* SET EXERCISE
Write out the lines below again, substituting "I would be deeply grateful" for every occurrence of "I would be most grateful" and leaving everything else unchanged.

Annotation dataset entries:
###

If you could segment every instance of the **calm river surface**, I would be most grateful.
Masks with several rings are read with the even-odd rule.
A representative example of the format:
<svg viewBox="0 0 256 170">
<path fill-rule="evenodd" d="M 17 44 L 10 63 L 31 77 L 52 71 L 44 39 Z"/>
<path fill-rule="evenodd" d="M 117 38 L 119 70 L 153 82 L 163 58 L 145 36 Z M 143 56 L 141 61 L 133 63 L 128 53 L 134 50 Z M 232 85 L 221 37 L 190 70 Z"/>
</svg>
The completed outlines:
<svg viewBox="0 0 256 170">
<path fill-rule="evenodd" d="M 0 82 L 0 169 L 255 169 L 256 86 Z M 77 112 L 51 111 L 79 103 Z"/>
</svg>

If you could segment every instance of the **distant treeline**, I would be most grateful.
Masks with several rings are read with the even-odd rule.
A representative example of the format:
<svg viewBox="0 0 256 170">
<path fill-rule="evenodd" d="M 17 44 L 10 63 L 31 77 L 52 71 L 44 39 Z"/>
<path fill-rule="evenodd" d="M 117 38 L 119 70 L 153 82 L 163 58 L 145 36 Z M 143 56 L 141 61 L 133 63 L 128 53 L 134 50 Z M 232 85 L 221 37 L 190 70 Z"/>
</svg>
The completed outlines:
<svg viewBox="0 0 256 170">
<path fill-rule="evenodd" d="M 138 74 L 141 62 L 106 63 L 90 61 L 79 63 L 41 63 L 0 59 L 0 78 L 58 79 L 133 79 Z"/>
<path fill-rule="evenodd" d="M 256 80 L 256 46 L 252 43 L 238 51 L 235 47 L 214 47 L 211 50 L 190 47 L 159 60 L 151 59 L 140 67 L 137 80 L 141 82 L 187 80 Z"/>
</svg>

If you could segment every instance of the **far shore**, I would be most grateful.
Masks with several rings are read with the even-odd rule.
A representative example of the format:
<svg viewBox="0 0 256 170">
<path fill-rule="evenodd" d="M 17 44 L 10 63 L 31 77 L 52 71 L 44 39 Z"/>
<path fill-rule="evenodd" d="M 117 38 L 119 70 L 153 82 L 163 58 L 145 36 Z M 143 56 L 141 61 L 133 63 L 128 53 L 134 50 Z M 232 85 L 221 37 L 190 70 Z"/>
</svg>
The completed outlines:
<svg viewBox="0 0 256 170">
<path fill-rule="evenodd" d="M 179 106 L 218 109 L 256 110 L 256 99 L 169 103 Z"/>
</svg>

###

* FINAL RESULT
If you could segment every instance of the **calm river surface**, I would be deeply grateful.
Masks with several rings are read with the even-odd rule.
A representative example of the format:
<svg viewBox="0 0 256 170">
<path fill-rule="evenodd" d="M 17 44 L 10 63 L 31 77 L 52 71 L 44 39 Z"/>
<path fill-rule="evenodd" d="M 117 38 L 119 70 L 153 82 L 163 58 L 145 36 Z M 143 56 L 141 61 L 133 63 L 128 53 L 134 50 Z M 232 85 L 221 37 L 190 70 Z"/>
</svg>
The completed outlines:
<svg viewBox="0 0 256 170">
<path fill-rule="evenodd" d="M 0 82 L 0 169 L 255 169 L 256 86 Z M 77 112 L 51 111 L 79 103 Z"/>
</svg>

If you could segment every instance of the **distant treeline**, I would be deeply grateful.
Masks with several rings are read with the even-odd rule.
A representative example of the format:
<svg viewBox="0 0 256 170">
<path fill-rule="evenodd" d="M 17 44 L 10 63 L 31 77 L 52 71 L 44 39 Z"/>
<path fill-rule="evenodd" d="M 117 38 L 119 70 L 153 82 L 163 58 L 145 36 Z M 143 56 L 141 61 L 133 63 L 128 53 L 134 50 Z M 232 85 L 221 37 L 190 70 Z"/>
</svg>
The completed outlines:
<svg viewBox="0 0 256 170">
<path fill-rule="evenodd" d="M 138 74 L 141 62 L 106 63 L 90 61 L 79 63 L 41 63 L 0 59 L 0 78 L 58 79 L 133 79 Z"/>
<path fill-rule="evenodd" d="M 256 80 L 256 46 L 252 43 L 238 51 L 235 47 L 214 47 L 211 50 L 190 47 L 159 60 L 151 59 L 140 67 L 137 80 L 141 82 L 187 80 Z"/>
</svg>

If you could segment every instance of the **far shore**, I would be deeply grateful.
Masks with several rings are read with the even-odd rule.
A representative example of the format:
<svg viewBox="0 0 256 170">
<path fill-rule="evenodd" d="M 17 44 L 10 63 L 31 77 L 52 71 L 44 39 Z"/>
<path fill-rule="evenodd" d="M 117 38 L 119 70 L 153 82 L 163 58 L 145 36 Z M 143 56 L 141 61 L 133 63 L 128 53 L 134 50 Z M 232 85 L 221 37 L 190 70 Z"/>
</svg>
The completed outlines:
<svg viewBox="0 0 256 170">
<path fill-rule="evenodd" d="M 179 106 L 218 109 L 256 110 L 256 99 L 169 103 Z"/>
</svg>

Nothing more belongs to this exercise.